§ **Material shown**
____________
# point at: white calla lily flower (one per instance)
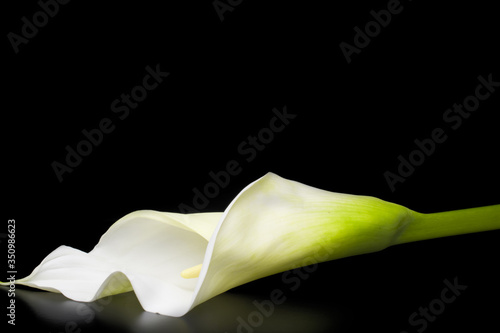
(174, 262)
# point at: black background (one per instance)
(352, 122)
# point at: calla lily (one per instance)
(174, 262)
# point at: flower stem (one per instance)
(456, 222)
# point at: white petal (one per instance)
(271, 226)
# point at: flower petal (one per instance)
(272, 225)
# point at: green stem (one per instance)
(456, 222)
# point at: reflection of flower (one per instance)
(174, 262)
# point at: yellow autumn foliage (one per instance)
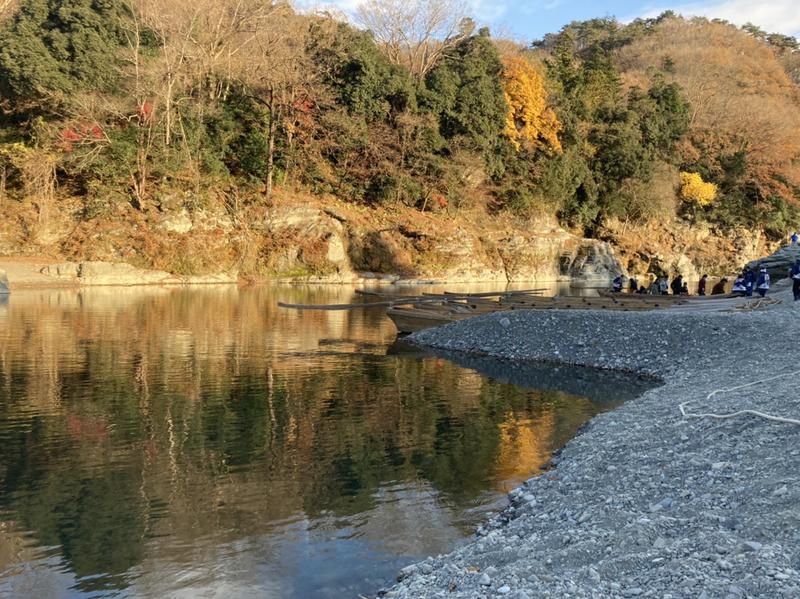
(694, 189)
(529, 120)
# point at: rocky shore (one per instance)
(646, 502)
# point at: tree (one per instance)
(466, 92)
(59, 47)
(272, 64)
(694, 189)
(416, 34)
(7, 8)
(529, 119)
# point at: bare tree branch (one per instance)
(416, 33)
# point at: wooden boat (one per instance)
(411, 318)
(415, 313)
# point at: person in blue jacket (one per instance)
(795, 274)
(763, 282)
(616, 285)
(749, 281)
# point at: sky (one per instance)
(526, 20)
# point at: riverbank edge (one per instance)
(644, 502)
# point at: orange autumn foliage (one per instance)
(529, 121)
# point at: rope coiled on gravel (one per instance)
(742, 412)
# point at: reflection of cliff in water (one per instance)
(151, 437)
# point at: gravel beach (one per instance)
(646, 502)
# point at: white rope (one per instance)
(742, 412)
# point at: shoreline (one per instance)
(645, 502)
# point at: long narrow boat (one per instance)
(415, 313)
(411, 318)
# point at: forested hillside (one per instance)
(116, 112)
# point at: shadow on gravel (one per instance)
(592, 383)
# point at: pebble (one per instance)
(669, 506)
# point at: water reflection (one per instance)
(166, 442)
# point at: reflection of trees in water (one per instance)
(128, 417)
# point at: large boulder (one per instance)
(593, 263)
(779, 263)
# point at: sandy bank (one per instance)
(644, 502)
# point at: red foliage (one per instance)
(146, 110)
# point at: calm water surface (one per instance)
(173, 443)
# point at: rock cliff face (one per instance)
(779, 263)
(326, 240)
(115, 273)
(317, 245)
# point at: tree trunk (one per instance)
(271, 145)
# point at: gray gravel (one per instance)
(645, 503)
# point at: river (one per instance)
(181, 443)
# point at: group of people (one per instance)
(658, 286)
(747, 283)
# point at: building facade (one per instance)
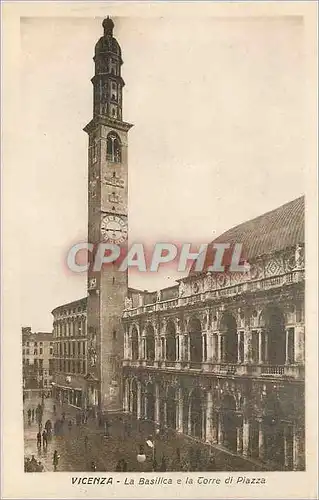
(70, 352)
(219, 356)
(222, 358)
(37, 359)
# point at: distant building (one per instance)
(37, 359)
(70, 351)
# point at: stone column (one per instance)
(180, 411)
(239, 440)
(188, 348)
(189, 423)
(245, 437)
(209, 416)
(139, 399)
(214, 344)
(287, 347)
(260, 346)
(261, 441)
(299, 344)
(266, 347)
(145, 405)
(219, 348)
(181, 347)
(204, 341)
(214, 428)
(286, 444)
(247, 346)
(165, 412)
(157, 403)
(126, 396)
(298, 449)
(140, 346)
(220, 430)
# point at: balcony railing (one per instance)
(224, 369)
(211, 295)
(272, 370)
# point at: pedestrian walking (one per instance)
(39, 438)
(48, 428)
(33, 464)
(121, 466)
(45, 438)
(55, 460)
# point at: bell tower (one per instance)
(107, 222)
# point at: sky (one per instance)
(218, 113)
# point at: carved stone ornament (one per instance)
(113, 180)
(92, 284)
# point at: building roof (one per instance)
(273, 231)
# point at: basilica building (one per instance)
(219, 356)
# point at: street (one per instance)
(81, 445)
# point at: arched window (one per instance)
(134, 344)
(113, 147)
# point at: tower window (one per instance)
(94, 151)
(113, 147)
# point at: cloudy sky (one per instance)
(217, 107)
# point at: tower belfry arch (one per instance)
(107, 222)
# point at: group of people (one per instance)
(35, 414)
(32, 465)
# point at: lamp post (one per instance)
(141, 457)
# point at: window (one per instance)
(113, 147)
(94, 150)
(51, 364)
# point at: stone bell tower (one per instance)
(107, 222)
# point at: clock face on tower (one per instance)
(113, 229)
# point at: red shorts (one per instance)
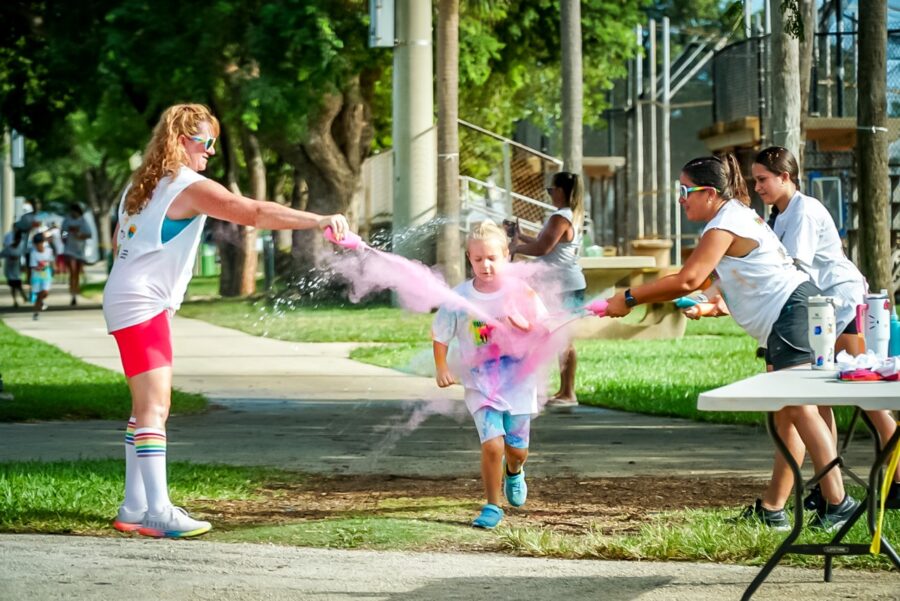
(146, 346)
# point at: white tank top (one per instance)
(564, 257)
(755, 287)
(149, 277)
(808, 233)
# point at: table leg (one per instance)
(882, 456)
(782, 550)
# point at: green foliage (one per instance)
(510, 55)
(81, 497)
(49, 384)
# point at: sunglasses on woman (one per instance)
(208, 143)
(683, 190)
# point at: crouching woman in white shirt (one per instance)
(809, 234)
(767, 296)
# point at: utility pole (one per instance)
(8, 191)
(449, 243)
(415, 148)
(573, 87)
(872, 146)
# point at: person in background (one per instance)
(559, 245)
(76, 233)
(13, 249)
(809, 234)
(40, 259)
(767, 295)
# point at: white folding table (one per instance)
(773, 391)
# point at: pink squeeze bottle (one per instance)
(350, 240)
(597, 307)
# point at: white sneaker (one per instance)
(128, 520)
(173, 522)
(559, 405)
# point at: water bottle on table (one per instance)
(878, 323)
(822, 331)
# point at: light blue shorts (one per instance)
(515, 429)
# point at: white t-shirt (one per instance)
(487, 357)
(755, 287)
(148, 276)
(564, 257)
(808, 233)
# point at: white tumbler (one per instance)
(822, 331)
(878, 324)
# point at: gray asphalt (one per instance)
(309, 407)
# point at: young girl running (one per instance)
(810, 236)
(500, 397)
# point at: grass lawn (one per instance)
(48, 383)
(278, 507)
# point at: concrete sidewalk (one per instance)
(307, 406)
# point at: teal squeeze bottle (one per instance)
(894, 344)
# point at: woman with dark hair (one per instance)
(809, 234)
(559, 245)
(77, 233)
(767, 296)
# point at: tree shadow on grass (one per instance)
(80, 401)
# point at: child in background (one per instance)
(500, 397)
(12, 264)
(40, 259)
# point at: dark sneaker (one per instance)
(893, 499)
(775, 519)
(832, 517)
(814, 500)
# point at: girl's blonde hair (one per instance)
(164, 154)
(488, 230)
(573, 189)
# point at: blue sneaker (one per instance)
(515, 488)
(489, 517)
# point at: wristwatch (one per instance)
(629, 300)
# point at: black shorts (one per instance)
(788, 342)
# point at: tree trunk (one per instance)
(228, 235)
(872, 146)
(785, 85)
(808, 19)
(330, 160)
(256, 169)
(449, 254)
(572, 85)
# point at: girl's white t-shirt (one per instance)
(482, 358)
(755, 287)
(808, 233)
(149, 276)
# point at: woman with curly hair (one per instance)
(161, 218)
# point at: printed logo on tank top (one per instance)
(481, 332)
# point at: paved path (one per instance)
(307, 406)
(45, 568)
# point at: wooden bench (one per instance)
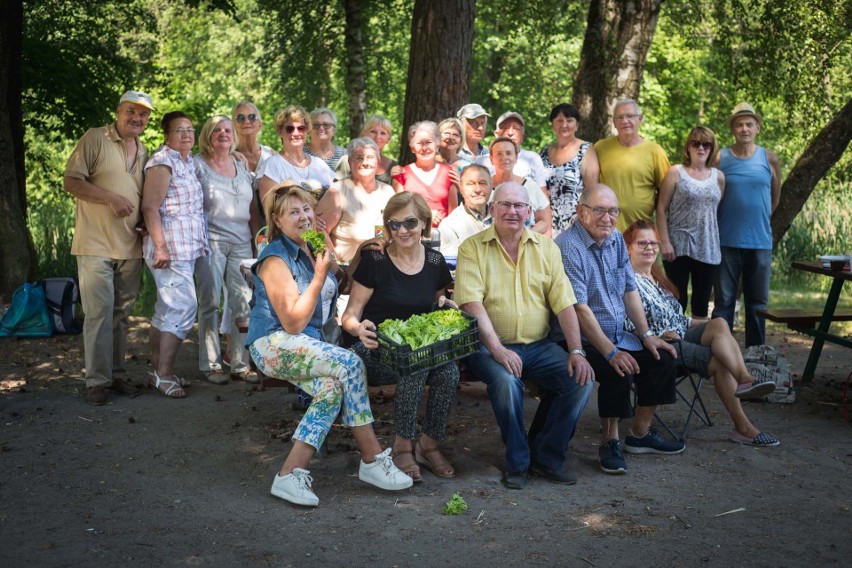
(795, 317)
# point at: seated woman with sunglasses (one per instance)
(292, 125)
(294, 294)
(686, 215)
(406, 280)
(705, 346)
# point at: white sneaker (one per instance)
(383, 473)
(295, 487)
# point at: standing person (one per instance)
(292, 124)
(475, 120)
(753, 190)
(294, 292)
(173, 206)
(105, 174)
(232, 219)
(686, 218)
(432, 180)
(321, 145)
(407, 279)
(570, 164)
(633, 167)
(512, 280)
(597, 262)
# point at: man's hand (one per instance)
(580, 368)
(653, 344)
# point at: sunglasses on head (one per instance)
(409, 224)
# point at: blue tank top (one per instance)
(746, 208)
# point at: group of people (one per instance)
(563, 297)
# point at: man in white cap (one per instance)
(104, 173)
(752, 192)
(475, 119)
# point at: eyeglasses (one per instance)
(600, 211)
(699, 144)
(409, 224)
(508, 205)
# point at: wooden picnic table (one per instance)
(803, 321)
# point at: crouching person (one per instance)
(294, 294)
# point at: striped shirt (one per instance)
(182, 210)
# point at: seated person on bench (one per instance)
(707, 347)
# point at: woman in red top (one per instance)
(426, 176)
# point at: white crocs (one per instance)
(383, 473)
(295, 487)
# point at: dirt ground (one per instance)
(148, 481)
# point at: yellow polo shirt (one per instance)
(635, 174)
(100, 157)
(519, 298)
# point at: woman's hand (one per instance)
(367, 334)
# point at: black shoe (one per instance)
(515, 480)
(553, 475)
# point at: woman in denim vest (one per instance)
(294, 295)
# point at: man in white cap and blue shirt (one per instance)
____________
§ **Exercise directions**
In the listing above, find the line containing "# point at: woman in red"; that line and every line after it, through the last, are to be retyped exactly.

§ **Output for this task**
# point at: woman in red top (one per instance)
(426, 176)
# point at: white crocs (one per instance)
(383, 473)
(295, 487)
# point at: dirt ground (one per instance)
(148, 481)
# point at: yellow polo shirt (one per instance)
(635, 174)
(100, 157)
(519, 298)
# point at: woman's hand (one per instance)
(367, 334)
# point at: black shoe (one per instance)
(515, 480)
(553, 475)
# point at: woman in denim vest (one per instance)
(294, 295)
# point at: man in white cap and blue shirt (one per instance)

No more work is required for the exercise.